* _Task set_
A - Copy the passage of the article about the NIH antibody grant to Los Alamos word for word, starting at "Structure of an" and ending at "human genes function.".
B - Pick up the article on the Los Alamos antibody grant after its final sentence and write how it goes on.

* _Excerpt to read_
*** Block opens ***

Structure of an antibody. Image: Los Alamos National Laboratory. |
A National Institutes of Health (NIH) grant to Los Alamos National
Laboratory Bioscience Division could help unravel the gnarly secrets of how
many human genes function.
Originally discovered in the Human Genome Project, the approximately 20,000
genes of the human body have been slow to reveal their exact roles. And one of
the best tools for exposing a gene’s function is to take the protein it
produces and generate specific antibodies, usually by vaccinating mice or
rabbits. Antibodies are specialized proteins the immune system deploys to block
the actions of potentially harmful bacteria and viruses.
By looking at antibodies, researchers can identify where, in a cell, genes
are active and under what conditions they increase or decrease their
expression. Antibodies are also one of the fastest growing classes of new
therapeutics, with sales of about $40 billion in 2010.
With the new NIH Common Fund grant of more than $4 million, researchers led
by Andrew Bradbury aim to develop an automated pipeline to generate antibodies
against human gene products, without using animals.

*** Block closes ***

* _Listed entries_
*** Block opens ***

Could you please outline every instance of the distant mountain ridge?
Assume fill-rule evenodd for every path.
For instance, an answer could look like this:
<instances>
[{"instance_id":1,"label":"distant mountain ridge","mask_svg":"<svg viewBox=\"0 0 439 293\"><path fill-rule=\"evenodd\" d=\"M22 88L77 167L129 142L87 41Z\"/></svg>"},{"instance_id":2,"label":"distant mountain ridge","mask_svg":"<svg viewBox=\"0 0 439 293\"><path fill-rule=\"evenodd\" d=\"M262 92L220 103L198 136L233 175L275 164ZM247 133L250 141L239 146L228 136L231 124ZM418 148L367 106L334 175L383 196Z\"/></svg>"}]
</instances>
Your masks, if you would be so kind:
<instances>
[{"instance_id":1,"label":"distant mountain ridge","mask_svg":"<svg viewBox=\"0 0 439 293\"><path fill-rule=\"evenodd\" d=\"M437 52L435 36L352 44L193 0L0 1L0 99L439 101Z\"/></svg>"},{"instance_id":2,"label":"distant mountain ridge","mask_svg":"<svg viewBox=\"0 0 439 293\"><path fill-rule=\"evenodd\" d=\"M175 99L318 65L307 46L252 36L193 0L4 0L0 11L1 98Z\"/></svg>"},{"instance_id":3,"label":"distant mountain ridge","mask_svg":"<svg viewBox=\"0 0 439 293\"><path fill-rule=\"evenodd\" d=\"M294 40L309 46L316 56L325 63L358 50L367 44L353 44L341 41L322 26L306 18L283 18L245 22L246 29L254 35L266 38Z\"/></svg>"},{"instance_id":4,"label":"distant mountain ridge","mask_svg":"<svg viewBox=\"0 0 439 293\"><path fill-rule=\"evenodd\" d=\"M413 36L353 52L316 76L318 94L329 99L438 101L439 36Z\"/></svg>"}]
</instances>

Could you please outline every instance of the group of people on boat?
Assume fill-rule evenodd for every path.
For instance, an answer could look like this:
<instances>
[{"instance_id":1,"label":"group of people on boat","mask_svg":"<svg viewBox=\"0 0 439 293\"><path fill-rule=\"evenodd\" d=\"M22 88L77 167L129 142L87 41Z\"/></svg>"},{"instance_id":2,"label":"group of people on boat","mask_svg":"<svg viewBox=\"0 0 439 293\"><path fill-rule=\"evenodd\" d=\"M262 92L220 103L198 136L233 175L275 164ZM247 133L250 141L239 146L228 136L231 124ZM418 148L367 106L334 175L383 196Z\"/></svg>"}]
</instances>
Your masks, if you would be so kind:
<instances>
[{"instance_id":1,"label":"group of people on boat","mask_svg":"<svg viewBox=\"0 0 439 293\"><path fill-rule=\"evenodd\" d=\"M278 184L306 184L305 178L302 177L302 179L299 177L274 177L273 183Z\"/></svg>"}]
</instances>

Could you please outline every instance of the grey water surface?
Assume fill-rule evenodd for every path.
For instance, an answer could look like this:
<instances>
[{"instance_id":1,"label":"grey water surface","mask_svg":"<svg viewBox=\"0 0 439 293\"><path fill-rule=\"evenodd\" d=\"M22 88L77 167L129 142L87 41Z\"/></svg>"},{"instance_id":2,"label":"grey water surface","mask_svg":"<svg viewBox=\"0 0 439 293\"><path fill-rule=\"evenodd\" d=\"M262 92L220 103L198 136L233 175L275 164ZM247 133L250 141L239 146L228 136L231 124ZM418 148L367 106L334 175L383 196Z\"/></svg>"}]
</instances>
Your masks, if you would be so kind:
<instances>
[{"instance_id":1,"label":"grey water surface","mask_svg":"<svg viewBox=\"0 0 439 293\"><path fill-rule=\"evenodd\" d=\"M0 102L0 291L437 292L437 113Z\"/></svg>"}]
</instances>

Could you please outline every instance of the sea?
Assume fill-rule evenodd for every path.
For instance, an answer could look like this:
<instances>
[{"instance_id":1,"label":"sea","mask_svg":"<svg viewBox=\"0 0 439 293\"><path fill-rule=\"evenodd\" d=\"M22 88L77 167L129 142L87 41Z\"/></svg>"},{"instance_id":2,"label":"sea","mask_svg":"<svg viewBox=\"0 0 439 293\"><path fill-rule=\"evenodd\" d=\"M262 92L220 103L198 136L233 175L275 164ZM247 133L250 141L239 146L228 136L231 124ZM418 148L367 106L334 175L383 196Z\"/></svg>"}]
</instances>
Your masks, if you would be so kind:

*** Block closes ***

* _Written answers_
A -
Structure of an antibody. Image: Los Alamos National Laboratory. |
A National Institutes of Health (NIH) grant to Los Alamos National
Laboratory Bioscience Division could help unravel the gnarly secrets of how
many human genes function.

B -
Instead Bradbury’s team will use “antibody libraries” expressed in
bacteria and bakers yeast. These libraries are enormous, comprising billions of
different antibodies, and the ultimate goal is to identify antibodies in the
libraries that recognize each human protein. The broad availability of
antibodies against all human proteins will facilitate the understanding of
human disease and provide likely targets for therapeutic intervention, with the
antibodies themselves potentially becoming therapeutic leads.
This project will leverage much of the technology that has been developed
over the years at LANL, including flow cytometry, antibody libraries, and
fluorescent protein technology, and has the potential to create a set of tools
applicable to many different problems of interest to sponsors beyond NIH,
including the U.S. Department of Energy and Department of Defense.